“As mulheres representam cerca de 70% dos aproximadamente 200 mil norte-coreanos que fugiram de seu país com destino à China nos últimos anos”, disse à IPS Kim Tae Jin, um desertor da Coreia do Norte que lidera uma organização não governamental para proteger os direitos humanos de seus compatriotas.
Os homens norte-coreanos se veem menos tentados a cruzar a fronteira porque, com poucas ligações locais na China, é fácil os guardas de segurança os localizarem, prender e enviar de volta ao seu país, disse Kim. “além disso, os norte-coreanos praticamente não podem competir com os chineses pelos poucos empregos disponíveis”, acrescentou.
“Estimamos que cerca de 80% das mulheres norte-coreanas que fugiram de seu país são vendidas como noivas para homens chineses”, afirmou Kim. “Uma vez na China, o medo de serem mandadas de volta ao seu país toma conta delas, o que as deixa silenciosas e obedientes, sem importar os abusos que tenham de suportar”, ressaltou.
Algumas ex-noivas voltaram à Coreia do Norte. “Meu marido chinês frequentemente me lembrava o quanto havia pago por mim. Me sentia sua propriedade”, contou uma norte-coreana. O preço pago por cada jovem norte-coreana com cerca de 15 anos oscila entre US$ 463 e US$ 1.500, dependendo de seu estado físico.
“Quando visito as aldeias do norte da China é comum ver um grupo de adolescentes norte-coreanas convertidas em noivas de chineses”, disse Kim. “Se reúnem em volta do poço de uma aldeia, conversando e rindo. Muitas dessas noivas devem ficar ali por medo de serem capturadas pelos guardas norte-coreanos e mandadas de volta ao seu país”, acrescentou.

Material fornecido:
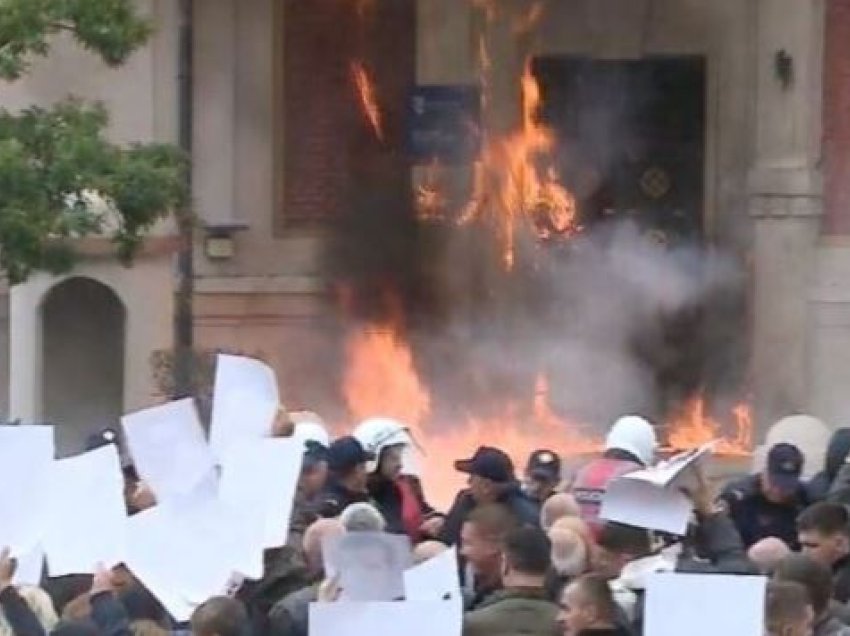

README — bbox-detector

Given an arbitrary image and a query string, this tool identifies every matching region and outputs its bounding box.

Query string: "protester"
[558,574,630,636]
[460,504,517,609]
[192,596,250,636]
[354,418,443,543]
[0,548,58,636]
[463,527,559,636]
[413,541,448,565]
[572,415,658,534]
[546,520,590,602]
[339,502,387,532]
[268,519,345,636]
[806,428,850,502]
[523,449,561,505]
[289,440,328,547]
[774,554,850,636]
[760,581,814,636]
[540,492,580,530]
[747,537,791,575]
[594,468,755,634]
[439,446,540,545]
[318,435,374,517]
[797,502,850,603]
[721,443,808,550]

...

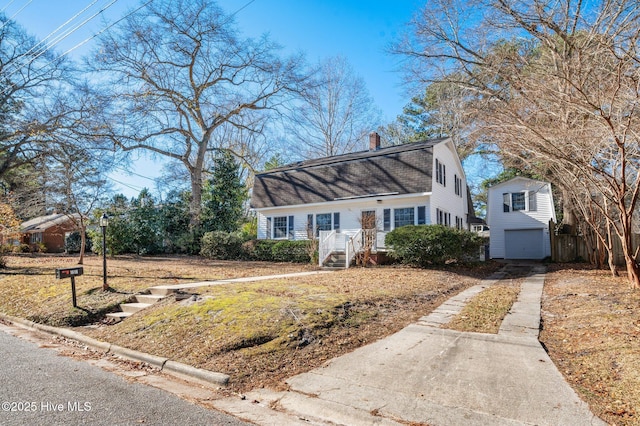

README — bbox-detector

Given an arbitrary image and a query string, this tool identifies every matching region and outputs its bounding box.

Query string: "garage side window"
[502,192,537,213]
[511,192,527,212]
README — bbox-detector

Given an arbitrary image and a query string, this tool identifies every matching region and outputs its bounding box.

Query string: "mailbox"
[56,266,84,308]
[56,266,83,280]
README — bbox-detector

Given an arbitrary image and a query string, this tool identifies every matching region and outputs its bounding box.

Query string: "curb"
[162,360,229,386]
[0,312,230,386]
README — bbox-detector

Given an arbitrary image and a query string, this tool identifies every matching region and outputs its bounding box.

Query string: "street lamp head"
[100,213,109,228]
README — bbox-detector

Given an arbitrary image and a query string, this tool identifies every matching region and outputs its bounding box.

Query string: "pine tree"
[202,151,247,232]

Requisitos:
1) De acordo com o texto sobre as norte-coreanas que fogem para a China, quanto se paga por uma jovem norte-coreana de cerca de 15 anos?
2) Indique se cada afirmação concorda com o texto sobre as norte-coreanas que fogem para a China, justificando com as palavras exatas do texto: (a) Kim Tae Jin é um desertor da Coreia do Norte. (b) Os homens são a maioria dos norte-coreanos que fugiram para a China. (c) Nenhuma ex-noiva voltou à Coreia do Norte.
3) Dê sequência ao texto sobre as norte-coreanas que fogem para a China, a partir da última frase apresentada.

Respostas por tarefa:
1) Entre US$ 463 e US$ 1.500, dependendo de seu estado físico.

2)
(a) Sim: "um desertor da Coreia do Norte".
(b) Não: "As mulheres representam cerca de 70% dos aproximadamente 200 mil norte-coreanos que fugiram de seu país com destino à China".
(c) Não: "Algumas ex-noivas voltaram à Coreia do Norte."

3)
Em vista da dura realidade que vivem na China, algumas mulheres chegam a pensar em voltar. “Quando cheguei à China passei vergonha, medo e humilhação. Perdi até minha casa em meu país natal, onde, embora passasse fome, pelo menos era cidadã. Na China tinha de ser invisível e muda”, contou Yoh Su-Wa, uma mulher que fugiu da Coreia do Norte e chegou à Coreia do Sul após quatro anos na China.
Na Coreia do Norte a situação é difícil. Ser mulher nesse país implica ser dura e valente, lutando contra todas as dificuldades em um país pobre que dá prioridade aos testes nucleares e mísseis, em lugar de cuidar da alimentação de seus 23 milhões de habitantes, afirmam desertoras norte-coreanas.
A fome obrigou as mulheres a irem às ruas após o colapso do sistema de racionamento de alimentos, durante a fome da década de 1990. Surgiram mercados por todo o país e a população comprou e vendeu tudo o que podia. Com a redução da comida em suas casas, a única maneira de sobreviver era se desfazer dos seus pertences, vendendo no mercado negro em troca de alguma coisa para comer.
Nos lares norte-coreanos, em geral, a mãe é mais dominante do que o pai, dizem as desertoras. O comum é a mulher chefiar o lar, enquanto o homem permanece principalmente ocioso, longe das fábricas do Estado, que fecharam ou quase nunca funcionam.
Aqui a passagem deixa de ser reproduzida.